■ Work item: Working from the start of the listing, please write out exactly the lines through the one that holds "target | dog's dark fur", both included, and omit all pictures.

____ Material for this task

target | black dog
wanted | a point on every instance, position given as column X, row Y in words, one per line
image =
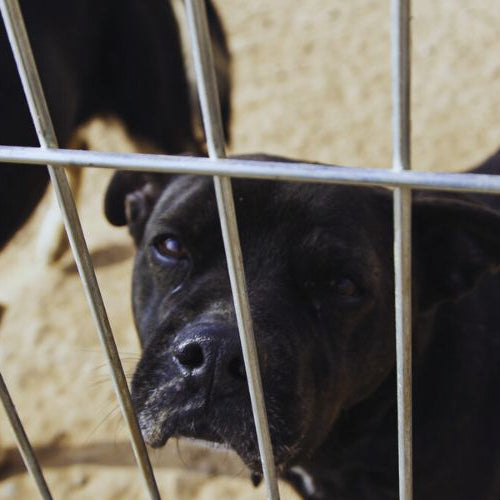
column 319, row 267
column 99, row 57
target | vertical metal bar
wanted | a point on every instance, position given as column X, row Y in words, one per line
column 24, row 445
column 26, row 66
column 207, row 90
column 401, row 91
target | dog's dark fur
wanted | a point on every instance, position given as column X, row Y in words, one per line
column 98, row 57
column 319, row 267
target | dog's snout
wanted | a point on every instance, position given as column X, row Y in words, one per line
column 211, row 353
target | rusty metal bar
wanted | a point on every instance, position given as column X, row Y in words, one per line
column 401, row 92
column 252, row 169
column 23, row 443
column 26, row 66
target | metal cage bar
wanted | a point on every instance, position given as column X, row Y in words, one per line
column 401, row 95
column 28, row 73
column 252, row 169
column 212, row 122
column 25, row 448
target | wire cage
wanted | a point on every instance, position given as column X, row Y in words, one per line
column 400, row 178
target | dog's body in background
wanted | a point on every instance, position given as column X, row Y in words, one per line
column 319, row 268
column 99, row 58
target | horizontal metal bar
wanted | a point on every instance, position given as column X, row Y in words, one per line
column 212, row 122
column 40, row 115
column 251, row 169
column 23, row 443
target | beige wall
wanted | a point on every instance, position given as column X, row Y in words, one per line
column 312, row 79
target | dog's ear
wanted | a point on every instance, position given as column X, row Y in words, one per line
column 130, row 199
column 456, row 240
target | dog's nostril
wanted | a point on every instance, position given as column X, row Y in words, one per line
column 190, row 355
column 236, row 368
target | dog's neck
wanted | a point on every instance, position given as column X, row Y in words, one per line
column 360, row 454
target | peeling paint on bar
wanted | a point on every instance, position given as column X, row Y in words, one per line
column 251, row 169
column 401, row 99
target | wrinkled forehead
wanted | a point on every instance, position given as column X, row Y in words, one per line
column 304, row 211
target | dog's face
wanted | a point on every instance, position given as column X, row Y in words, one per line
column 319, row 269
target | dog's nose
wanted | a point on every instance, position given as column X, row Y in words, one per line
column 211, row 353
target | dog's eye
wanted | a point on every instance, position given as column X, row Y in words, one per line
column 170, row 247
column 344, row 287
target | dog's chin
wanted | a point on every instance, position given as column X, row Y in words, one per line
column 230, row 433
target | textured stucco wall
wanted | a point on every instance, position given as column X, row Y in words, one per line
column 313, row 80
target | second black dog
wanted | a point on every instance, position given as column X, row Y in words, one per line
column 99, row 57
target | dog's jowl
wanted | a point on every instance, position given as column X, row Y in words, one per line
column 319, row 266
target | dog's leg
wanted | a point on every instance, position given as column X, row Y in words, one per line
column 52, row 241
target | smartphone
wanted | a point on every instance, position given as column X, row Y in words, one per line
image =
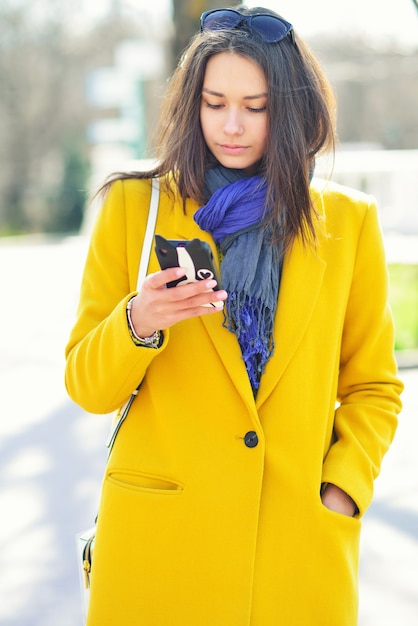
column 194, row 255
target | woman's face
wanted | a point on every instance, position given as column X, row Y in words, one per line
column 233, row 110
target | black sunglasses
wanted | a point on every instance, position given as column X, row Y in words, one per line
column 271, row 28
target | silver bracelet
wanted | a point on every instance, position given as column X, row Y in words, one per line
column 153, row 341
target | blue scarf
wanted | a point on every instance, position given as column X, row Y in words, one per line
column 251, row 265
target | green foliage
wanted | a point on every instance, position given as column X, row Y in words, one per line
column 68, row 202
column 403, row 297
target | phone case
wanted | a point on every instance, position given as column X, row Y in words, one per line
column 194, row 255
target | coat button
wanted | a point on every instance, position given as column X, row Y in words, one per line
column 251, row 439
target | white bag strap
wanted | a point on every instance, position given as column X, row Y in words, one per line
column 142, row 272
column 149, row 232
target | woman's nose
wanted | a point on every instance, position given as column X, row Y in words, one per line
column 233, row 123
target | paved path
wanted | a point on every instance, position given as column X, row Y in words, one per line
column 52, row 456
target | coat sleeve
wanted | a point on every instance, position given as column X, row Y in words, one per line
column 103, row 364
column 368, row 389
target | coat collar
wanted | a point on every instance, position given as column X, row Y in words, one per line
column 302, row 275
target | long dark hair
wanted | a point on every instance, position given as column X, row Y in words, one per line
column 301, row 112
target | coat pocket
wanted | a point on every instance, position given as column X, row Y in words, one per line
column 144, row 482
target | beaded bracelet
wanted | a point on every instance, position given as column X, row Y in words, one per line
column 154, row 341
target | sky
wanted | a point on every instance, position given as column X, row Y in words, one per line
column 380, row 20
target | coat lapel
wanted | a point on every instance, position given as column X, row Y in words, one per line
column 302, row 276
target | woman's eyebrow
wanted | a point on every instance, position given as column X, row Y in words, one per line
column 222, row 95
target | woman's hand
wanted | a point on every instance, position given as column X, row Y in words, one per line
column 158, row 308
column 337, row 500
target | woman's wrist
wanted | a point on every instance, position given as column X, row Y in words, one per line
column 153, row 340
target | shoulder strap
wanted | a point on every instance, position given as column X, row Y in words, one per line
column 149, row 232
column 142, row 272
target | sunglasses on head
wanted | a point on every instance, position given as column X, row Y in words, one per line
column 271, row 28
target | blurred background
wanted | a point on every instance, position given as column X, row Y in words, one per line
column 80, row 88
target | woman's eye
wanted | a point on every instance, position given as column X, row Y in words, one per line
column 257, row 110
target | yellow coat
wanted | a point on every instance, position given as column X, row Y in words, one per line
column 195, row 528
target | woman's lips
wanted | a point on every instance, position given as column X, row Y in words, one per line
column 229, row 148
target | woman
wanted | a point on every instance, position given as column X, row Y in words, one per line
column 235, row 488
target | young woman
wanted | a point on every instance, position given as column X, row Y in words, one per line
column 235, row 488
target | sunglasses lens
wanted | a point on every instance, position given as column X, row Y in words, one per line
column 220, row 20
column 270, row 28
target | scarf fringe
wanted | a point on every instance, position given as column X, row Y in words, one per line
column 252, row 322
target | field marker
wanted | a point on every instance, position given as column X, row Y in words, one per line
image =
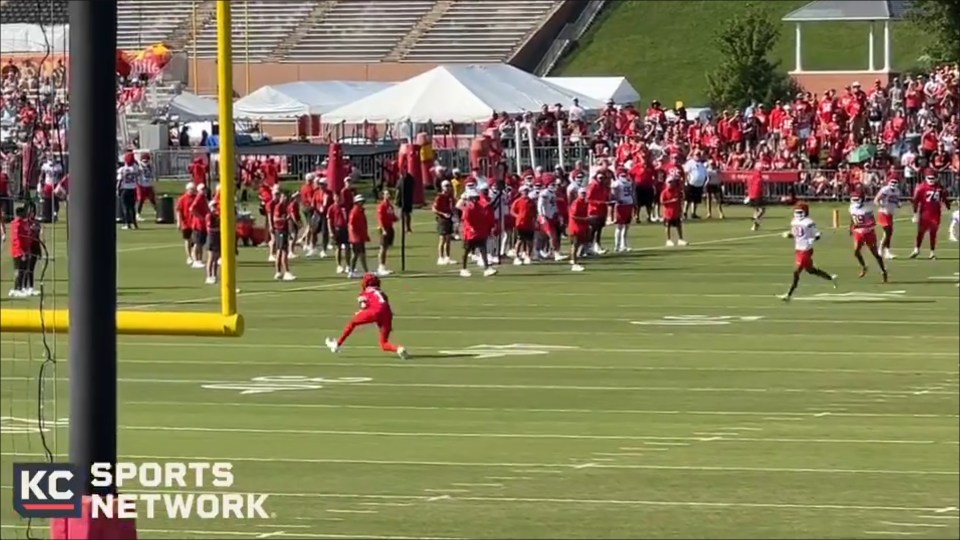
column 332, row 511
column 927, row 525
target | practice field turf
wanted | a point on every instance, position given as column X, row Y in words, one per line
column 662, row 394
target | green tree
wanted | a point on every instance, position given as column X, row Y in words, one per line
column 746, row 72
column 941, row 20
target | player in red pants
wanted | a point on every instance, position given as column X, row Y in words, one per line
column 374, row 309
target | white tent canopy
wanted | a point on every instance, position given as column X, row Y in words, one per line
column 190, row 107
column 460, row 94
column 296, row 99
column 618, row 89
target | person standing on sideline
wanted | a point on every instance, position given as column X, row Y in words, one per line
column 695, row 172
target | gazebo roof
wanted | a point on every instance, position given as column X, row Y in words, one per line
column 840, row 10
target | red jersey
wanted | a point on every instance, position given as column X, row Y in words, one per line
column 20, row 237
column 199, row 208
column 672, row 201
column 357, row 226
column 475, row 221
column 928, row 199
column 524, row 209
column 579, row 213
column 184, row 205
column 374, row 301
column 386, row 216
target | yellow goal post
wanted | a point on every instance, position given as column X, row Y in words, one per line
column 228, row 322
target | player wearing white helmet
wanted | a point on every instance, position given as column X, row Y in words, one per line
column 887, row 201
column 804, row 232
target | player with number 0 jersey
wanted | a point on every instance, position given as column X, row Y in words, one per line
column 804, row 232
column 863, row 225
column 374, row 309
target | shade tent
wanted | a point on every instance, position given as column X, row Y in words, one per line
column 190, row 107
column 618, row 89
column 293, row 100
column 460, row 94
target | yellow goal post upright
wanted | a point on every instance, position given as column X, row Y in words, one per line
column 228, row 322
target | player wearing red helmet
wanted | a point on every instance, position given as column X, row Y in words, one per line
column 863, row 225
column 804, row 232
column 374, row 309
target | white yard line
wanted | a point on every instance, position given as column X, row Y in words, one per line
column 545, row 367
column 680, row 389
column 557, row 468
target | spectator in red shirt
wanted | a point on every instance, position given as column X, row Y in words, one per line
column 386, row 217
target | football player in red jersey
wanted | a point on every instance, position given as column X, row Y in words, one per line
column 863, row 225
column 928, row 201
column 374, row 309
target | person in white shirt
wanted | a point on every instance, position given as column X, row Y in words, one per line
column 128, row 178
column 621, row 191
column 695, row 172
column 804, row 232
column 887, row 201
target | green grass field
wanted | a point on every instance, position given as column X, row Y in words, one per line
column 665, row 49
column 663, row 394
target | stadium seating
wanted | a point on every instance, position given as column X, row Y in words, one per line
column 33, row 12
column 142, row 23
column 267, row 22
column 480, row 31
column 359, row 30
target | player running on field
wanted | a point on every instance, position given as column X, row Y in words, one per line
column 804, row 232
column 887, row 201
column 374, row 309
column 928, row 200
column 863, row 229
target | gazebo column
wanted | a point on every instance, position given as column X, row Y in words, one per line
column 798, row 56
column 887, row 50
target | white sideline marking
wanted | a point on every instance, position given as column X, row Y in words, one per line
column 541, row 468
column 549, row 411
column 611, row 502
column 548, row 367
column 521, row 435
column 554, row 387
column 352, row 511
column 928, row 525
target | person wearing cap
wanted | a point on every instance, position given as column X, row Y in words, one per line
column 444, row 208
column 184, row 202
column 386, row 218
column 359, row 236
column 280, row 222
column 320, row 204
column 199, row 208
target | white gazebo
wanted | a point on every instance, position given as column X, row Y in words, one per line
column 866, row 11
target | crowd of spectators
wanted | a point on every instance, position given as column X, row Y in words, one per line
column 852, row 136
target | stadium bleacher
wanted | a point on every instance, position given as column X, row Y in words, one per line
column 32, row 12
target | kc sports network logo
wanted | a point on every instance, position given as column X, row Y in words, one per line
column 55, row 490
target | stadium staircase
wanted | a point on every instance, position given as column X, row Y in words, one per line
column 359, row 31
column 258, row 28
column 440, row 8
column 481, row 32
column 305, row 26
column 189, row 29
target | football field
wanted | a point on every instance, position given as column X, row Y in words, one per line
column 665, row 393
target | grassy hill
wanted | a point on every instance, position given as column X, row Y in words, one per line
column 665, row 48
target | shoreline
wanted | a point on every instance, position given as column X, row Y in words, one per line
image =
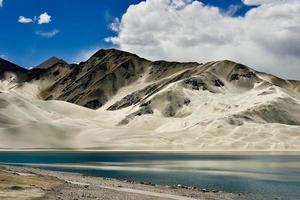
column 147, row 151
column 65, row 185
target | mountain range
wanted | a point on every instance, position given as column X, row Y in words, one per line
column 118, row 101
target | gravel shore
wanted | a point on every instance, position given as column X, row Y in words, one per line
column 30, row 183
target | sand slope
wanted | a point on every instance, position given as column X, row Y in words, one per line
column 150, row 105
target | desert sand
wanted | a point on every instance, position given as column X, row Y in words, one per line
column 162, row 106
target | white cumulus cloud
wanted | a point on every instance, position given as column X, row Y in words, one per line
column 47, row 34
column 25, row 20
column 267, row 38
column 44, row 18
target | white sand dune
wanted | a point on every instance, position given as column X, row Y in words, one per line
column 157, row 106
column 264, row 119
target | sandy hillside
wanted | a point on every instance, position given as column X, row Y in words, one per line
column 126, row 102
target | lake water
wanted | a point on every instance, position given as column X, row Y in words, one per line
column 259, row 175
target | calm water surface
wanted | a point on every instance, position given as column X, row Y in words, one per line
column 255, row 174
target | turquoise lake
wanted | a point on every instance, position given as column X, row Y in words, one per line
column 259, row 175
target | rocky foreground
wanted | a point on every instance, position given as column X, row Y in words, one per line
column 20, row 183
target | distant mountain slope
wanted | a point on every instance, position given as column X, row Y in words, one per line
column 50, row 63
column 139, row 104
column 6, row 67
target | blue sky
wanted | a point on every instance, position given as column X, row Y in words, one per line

________

■ Expected answer:
target | black dog
wanted | a point on every instance, position given as column X, row Y in words, one per line
image =
column 319, row 267
column 99, row 57
target | vertical metal bar
wanted | a point on every instance, position given as column X, row Y in words, one per line
column 24, row 445
column 26, row 66
column 207, row 90
column 401, row 91
target | dog's dark fur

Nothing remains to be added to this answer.